• Petit exercice 1
Répondez à ces questions sur le texte consacré aux parlements et aux technologies de l'information :
(a) Dans quelle ville l'orateur et ses collègues sont-ils reçus ?
(b) En quelle année le Centre mondial pour les technologies de l'information et de la communication dans les parlements a-t-il été créé ?
(c) D'après le dernier paragraphe, que faut-il rendre plus transparents et plus accessibles des citoyens ?

┄┄┄┄┄┄┄┄┄┄┄┄┄┄┄┄┄┄┄┄

Je suis heureux de vous présenter notre premier thème d’échanges qui constitue pour nous, responsables d’assemblées élues, un chantier de réflexion très important. Il me donne l’occasion de remercier chaleureusement M. Gianfranco Fini, Président de la Chambre des Députés italienne, qui nous reçoit aujourd’hui à Rome dans des conditions que je crois pouvoir qualifier de remarquables.

Dans quelle mesure les technologies de l’information et de la communication doivent-elles être utilisées pour améliorer les relations entre nos assemblées et les sociétés civiles ? A cette question complexe, je ne prétendrai pas vous apporter de réponse définitive, mais plutôt des éléments de réflexion qui sont le fruit de l’expérience de l’Assemblée nationale française. Je m’appuierai également sur les remarquables travaux du Centre mondial pour les technologies de l’information et de la communication dans les parlements qui a été créé en 2001, à Rome, à l’initiative du Département des affaires économiques et sociales des Nations Unies et de l’Union interparlementaire.

S’il fallait résumer ma position, je vous dirais la chose suivante : les technologies de l’information doivent être pleinement exploitées pour rendre les travaux parlementaires plus transparents et plus accessibles des citoyens ; mais les principes qui fondent nos régimes représentatifs doivent à mon sens s’opposer à une dématérialisation sans limites du fonctionnement de la démocratie parlementaire, à la constitution d’une agora virtuelle dont les internautes seraient les principaux acteurs.

┄┄┄┄┄┄┄┄┄┄┄┄┄┄┄┄┄┄┄┄

• Petit exercice 2
Réécrivez la partie des enregistrements qui commence à leur première ligne et se termine par la ligne contenant « 143, 144 106))) », en remplaçant « blue sky » par « clear sky » sans rien modifier d'autre.

┄┄┄┄┄┄┄┄┄┄┄┄┄┄┄┄┄┄┄┄

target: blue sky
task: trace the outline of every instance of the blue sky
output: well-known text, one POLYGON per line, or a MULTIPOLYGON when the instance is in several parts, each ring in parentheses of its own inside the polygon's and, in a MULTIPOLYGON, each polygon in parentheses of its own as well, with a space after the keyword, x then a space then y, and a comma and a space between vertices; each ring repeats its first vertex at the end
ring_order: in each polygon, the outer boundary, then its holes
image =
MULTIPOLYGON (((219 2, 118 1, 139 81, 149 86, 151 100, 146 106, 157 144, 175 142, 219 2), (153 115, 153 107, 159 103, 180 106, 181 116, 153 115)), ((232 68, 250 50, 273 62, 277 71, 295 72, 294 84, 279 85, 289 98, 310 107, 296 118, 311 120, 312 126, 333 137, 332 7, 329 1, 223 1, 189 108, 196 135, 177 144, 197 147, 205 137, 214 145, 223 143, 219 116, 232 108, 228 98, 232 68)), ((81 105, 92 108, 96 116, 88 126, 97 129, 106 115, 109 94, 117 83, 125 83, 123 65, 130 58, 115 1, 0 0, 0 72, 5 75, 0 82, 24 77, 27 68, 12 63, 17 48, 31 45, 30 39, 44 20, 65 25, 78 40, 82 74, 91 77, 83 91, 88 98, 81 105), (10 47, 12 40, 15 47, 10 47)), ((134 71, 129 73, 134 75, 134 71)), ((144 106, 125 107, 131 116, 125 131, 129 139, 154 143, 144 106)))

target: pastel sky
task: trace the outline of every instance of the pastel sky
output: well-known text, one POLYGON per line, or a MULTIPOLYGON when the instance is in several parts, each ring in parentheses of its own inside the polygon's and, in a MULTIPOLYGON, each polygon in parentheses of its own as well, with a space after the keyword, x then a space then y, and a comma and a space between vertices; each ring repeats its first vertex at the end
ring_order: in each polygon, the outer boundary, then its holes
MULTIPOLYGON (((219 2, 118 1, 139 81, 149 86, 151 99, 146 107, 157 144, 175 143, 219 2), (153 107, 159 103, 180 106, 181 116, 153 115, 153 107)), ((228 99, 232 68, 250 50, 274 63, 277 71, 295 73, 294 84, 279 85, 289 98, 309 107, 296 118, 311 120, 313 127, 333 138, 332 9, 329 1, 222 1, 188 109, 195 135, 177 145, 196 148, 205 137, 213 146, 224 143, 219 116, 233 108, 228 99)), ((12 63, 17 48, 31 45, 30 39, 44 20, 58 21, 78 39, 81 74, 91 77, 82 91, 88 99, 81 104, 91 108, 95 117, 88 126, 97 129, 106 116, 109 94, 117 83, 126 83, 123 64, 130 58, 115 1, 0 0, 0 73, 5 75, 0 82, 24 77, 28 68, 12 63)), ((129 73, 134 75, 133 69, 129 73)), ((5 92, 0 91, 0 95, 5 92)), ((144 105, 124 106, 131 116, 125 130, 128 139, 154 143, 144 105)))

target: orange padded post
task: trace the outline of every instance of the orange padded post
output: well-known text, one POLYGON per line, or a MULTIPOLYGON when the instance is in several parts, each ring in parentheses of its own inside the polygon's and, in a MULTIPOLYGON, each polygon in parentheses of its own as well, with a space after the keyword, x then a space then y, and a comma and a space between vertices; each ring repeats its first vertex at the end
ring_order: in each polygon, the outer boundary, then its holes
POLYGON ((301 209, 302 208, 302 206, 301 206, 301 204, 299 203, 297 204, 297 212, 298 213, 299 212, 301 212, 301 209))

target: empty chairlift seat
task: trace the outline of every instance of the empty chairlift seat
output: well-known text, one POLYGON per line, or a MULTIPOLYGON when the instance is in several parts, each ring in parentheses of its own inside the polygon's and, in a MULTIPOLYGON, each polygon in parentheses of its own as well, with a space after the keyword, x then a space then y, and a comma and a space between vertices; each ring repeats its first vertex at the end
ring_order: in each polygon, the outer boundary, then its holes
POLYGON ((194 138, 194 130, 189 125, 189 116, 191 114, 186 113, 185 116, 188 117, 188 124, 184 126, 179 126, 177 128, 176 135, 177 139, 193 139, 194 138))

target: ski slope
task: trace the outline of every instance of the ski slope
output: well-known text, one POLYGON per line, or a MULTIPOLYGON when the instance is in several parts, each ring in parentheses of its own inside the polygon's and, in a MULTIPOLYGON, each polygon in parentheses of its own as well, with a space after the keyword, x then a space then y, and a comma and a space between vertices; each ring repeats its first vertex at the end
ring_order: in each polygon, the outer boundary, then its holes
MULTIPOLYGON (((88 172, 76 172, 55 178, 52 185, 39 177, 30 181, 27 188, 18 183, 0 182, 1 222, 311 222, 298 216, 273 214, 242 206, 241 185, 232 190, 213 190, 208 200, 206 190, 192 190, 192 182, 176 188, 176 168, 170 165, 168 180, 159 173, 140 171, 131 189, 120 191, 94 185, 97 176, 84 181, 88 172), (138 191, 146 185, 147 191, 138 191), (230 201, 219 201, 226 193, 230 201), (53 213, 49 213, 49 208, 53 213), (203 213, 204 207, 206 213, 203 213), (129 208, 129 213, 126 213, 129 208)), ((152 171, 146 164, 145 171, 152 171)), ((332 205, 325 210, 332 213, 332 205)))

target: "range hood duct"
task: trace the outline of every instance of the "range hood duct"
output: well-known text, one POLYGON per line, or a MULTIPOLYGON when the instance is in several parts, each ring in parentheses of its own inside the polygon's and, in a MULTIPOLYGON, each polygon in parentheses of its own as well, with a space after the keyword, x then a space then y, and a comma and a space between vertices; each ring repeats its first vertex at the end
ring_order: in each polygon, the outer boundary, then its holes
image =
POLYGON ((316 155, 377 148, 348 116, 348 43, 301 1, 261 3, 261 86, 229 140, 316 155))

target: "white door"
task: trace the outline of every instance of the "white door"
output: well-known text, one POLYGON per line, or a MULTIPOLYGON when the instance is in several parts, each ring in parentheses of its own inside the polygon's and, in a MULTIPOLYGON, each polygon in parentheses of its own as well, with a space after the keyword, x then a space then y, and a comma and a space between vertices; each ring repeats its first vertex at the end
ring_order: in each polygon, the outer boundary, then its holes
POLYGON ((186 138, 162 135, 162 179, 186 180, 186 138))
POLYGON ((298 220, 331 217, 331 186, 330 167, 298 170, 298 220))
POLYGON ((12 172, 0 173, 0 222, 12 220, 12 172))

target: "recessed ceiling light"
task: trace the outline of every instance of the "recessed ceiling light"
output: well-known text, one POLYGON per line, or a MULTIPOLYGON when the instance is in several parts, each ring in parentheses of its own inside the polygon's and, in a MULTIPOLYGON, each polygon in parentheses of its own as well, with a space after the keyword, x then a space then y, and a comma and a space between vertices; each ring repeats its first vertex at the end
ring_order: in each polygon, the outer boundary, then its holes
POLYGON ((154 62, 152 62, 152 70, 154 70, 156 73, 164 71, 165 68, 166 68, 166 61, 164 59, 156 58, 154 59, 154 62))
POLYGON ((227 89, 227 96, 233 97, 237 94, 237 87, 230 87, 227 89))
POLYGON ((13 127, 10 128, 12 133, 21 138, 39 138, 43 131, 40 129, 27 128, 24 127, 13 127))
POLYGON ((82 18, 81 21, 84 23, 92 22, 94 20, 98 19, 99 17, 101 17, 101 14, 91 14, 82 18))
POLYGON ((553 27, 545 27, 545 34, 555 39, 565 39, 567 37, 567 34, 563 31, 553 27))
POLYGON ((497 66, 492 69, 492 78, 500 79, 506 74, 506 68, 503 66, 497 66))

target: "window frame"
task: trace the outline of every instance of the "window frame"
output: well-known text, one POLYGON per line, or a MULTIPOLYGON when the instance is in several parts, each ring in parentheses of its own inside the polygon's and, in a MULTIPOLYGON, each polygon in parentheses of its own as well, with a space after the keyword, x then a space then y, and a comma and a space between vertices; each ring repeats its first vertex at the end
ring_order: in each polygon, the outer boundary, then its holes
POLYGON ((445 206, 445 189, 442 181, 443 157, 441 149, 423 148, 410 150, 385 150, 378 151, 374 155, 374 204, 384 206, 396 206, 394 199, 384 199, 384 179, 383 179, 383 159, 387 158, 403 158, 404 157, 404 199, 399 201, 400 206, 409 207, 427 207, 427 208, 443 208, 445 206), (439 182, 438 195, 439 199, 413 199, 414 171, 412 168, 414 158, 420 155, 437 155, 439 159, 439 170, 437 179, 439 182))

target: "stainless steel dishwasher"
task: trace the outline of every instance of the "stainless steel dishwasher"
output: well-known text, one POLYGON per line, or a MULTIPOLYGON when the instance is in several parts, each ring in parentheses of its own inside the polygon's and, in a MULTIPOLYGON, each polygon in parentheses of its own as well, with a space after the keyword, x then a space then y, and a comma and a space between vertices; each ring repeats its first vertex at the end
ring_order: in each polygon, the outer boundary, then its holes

┄┄┄┄┄┄┄┄┄┄┄┄┄┄┄┄┄┄┄┄

• Réponse finale 1
(a) À Rome.
(b) En 2001.
(c) Les travaux parlementaires.

• Réponse finale 2
target: clear sky
task: trace the outline of every instance of the clear sky
output: well-known text, one POLYGON per line, or a MULTIPOLYGON when the instance is in several parts, each ring in parentheses of its own inside the polygon's and, in a MULTIPOLYGON, each polygon in parentheses of its own as well, with a space after the keyword, x then a space then y, and a comma and a space between vertices; each ring repeats its first vertex at the end
ring_order: in each polygon, the outer boundary, then its holes
image =
MULTIPOLYGON (((219 2, 118 1, 139 81, 149 86, 151 100, 146 106, 157 144, 175 142, 219 2), (153 115, 153 107, 159 103, 180 106, 181 116, 153 115)), ((232 68, 250 50, 273 62, 277 71, 295 72, 294 84, 279 85, 289 98, 310 107, 296 118, 311 120, 312 126, 333 137, 332 7, 329 1, 223 1, 189 108, 196 135, 177 144, 197 147, 205 137, 214 145, 223 143, 219 116, 232 108, 228 98, 232 68)), ((81 105, 92 108, 96 116, 88 126, 97 129, 106 115, 109 94, 117 83, 125 83, 123 65, 130 58, 115 1, 0 0, 0 72, 5 75, 0 82, 24 77, 27 68, 12 63, 17 48, 31 45, 30 39, 44 20, 65 25, 78 40, 82 74, 91 77, 83 91, 88 98, 81 105), (10 47, 12 40, 15 47, 10 47)), ((134 71, 129 73, 134 75, 134 71)), ((144 106, 125 107, 131 116, 125 131, 129 139, 154 143, 144 106)))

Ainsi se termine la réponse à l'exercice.